[Data from a collection]
──────────

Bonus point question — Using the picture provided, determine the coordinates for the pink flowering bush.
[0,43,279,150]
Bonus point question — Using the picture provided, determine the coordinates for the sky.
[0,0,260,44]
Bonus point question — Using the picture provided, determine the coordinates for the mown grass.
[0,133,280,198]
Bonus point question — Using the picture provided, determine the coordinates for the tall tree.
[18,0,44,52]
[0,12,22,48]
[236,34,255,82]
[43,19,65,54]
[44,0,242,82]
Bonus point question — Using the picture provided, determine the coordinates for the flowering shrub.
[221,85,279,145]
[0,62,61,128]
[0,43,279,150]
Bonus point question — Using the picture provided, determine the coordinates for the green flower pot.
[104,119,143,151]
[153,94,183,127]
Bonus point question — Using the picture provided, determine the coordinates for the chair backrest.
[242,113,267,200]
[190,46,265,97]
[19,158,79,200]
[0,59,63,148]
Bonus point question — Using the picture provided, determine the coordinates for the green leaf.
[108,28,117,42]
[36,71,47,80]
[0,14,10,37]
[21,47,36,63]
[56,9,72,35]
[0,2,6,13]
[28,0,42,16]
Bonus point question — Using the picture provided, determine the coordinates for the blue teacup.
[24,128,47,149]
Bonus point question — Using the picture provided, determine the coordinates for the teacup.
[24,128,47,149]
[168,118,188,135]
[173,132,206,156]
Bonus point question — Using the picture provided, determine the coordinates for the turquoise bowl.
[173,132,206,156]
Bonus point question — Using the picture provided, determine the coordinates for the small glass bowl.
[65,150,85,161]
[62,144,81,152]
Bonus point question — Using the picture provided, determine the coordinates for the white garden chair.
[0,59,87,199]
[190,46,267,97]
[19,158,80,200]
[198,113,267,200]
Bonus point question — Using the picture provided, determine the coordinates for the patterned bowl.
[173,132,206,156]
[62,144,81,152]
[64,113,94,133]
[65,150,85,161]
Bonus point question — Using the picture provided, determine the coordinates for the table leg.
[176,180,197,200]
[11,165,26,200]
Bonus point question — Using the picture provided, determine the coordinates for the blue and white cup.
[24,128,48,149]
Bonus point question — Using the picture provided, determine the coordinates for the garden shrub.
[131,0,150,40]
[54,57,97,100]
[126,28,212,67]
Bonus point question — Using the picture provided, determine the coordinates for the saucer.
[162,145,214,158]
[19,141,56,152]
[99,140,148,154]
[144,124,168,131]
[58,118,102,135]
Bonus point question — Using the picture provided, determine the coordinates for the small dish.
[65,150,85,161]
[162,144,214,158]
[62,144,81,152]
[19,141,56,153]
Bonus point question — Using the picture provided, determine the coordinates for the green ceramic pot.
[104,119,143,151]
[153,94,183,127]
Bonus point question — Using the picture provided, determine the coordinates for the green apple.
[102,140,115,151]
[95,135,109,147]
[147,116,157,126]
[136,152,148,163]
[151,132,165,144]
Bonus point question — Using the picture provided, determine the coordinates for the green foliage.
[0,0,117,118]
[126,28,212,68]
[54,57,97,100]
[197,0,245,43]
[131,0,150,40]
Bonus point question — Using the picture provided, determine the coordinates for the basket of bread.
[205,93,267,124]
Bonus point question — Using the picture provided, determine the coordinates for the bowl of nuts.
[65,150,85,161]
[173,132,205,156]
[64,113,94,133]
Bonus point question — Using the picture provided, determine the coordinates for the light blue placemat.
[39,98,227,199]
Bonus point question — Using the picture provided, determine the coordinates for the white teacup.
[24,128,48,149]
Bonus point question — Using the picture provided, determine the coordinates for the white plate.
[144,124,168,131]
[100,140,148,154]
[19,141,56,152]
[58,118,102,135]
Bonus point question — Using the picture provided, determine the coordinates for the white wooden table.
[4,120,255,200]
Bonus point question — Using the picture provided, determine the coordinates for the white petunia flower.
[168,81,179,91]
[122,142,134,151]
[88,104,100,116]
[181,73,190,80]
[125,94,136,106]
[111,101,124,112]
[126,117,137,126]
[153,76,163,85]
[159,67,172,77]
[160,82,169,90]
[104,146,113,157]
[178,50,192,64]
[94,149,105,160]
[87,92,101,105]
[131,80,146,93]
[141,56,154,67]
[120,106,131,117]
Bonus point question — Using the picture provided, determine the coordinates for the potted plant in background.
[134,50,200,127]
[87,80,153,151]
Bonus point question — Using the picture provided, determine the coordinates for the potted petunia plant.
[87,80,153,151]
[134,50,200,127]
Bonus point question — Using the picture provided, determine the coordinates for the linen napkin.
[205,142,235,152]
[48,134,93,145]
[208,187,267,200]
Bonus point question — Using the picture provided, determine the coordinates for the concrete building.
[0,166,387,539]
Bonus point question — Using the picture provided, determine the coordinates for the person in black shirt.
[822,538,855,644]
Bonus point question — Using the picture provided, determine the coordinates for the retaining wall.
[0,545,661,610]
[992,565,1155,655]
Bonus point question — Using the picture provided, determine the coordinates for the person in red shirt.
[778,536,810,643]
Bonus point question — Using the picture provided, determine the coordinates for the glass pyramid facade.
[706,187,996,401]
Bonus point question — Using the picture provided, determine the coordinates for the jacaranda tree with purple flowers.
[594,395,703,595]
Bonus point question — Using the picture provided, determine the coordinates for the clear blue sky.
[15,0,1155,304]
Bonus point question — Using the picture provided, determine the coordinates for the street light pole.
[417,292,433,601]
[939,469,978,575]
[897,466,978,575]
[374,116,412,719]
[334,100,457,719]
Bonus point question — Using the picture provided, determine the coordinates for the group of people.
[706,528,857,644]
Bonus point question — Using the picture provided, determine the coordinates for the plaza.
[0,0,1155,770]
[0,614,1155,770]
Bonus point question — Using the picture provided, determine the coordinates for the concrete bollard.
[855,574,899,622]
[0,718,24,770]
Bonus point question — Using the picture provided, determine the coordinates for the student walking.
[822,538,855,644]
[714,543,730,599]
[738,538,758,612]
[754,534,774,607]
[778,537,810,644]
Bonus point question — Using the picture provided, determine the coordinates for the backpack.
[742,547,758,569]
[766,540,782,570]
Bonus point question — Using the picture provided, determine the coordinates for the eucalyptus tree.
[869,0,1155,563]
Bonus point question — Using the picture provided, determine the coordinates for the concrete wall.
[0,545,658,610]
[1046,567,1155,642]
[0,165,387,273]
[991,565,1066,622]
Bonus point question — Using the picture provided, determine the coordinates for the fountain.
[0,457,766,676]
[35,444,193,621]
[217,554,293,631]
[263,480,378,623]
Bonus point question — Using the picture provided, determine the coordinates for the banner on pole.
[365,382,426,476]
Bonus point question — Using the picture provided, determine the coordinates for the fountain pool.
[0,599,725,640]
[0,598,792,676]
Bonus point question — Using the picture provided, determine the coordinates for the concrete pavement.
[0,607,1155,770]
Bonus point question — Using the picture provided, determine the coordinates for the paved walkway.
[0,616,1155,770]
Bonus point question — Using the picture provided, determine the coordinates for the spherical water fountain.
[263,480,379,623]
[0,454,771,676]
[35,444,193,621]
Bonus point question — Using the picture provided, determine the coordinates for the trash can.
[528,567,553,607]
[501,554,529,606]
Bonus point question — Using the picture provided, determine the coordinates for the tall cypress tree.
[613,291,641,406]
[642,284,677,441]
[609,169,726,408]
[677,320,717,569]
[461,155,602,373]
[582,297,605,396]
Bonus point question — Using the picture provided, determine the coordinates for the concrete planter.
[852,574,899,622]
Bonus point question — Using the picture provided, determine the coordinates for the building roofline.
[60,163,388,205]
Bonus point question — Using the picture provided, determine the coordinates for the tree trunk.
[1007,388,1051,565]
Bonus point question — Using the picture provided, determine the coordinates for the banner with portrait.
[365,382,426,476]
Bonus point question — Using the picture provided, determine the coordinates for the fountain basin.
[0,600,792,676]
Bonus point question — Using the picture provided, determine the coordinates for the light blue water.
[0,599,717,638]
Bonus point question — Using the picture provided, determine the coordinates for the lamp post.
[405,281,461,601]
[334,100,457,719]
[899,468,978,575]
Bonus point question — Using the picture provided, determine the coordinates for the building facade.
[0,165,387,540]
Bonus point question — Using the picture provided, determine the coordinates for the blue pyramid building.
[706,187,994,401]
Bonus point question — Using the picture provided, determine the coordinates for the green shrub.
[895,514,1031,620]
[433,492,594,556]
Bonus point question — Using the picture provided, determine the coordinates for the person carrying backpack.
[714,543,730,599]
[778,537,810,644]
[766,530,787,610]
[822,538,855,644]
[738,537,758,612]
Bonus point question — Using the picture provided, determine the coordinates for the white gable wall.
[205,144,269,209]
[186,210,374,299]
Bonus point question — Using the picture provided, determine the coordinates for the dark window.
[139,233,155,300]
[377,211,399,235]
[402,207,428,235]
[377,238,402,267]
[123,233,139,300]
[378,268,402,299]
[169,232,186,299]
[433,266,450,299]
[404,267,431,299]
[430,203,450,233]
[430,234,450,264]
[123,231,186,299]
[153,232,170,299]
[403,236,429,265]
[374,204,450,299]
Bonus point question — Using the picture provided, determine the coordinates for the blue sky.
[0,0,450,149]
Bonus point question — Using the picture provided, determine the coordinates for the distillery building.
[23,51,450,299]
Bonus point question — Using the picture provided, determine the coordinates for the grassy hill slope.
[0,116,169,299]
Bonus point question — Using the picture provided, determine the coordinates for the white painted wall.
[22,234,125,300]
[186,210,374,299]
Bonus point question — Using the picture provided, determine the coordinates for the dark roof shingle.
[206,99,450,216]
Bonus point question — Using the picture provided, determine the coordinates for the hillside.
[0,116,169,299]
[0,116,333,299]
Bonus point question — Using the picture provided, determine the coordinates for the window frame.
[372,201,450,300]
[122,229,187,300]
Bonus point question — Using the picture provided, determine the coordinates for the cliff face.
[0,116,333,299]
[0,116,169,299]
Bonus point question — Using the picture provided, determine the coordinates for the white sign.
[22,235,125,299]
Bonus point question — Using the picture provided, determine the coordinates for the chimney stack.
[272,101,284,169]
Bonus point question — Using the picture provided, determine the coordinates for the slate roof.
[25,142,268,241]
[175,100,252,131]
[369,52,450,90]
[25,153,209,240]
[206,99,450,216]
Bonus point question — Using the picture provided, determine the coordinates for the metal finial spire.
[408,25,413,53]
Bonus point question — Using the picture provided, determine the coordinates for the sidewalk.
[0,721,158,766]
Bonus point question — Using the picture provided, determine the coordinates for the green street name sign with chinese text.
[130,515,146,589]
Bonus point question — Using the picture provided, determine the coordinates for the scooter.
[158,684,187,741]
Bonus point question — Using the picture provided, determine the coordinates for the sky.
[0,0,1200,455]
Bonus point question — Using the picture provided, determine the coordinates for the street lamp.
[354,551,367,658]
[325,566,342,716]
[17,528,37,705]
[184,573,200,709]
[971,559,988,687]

──────────

--- TASK PROMPT ---
Reproduce the data without changes, starting at the line containing "street light pole." and ending at the line containing "[706,528,857,644]", with both of those lines included.

--- REPLY TO THE TASK ---
Bonus point question — Using the picture provided, determine the coordinates for the street light pole.
[417,292,433,601]
[939,469,978,575]
[897,466,978,575]
[374,116,412,719]
[334,100,457,719]
Bonus point question — Using the picture provided, determine the coordinates for the group of people.
[706,528,857,644]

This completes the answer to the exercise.